What this exercise asks =>
a: In the hosting excerpt, why does the writer sometimes politely decline when guests ask to help? Answer in one to three sentences.
b: Reproduce the hosting excerpt word for word from "Part of making" up to and including "going to happen.".

Source excerpt =>
Part of making the mess is cleaning it up and that is not one of my spiritual gifts. It’s a chore. It’s a reminder that the fun is over and that there are leftovers. I don’t mind leftovers, but they’re kind of like food re-runs to me. It isn’t that they aren’t good, it’s that they were much better when I didn’t know what was going to happen.

There are times when our guests ask to help. I’ve been known to politely decline. We invited you into our home to relax and have a carefree evening (we have many friends with far too few of those opportunities.) Besides, it’s just easier for me to do it because I know where everything goes and I know how I like it all done…

Recently, a good friend would not take ‘no’ for an answer. She gathered the dishes, brought them into the kitchen and began the post-meal rituals of stowing leftovers, scraping the plates and (GASP!) doing the dishes. Here are three possible ways this story ends…

  1. Since I’m a little particular with certain things, I went into the kitchen with an empty glass on the premise that I was getting a refill on water. Amidst small talk that I wasn’t really interested in, I managed to slip in a few instructions and suggestions to make sure things got down the way they needed to… it is our house, after all. There’s a way that things ought to be done. There’s a way that it all works for us and she should follow that. As I stood there, with a cup full of water from which I had not taken a single sip, clearly more invested in how the plates should be rinsed than in her life she sensed what was really happening. Moments later, she excused herself to go to the bathroom. I stepped in, washed the dishes again and fixed the things that weren’t done right and barely noticed that she never came back. Later that evening, I commented to my wife how much I appreciated her efforts.

Material =>
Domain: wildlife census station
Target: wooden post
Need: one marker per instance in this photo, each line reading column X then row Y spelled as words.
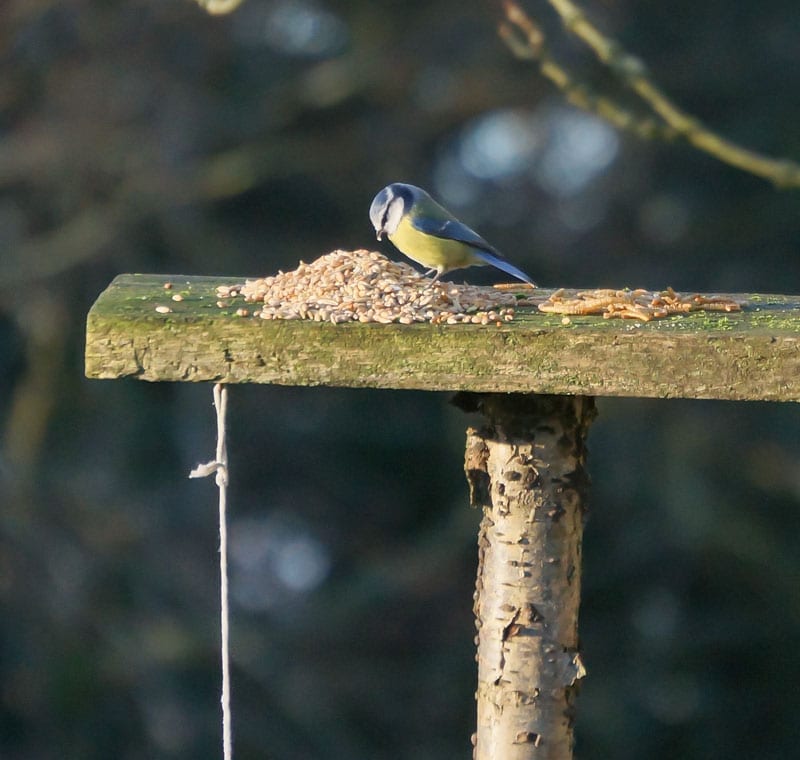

Solution set =>
a: The writer gives two reasons. The guests were invited to relax and have a carefree evening, and many friends get too few chances for that. It is also easier for the writer to do the work, since the writer knows where everything goes and how it should all be done.

b:
Part of making the mess is cleaning it up and that is not one of my spiritual gifts. It’s a chore. It’s a reminder that the fun is over and that there are leftovers. I don’t mind leftovers, but they’re kind of like food re-runs to me. It isn’t that they aren’t good, it’s that they were much better when I didn’t know what was going to happen.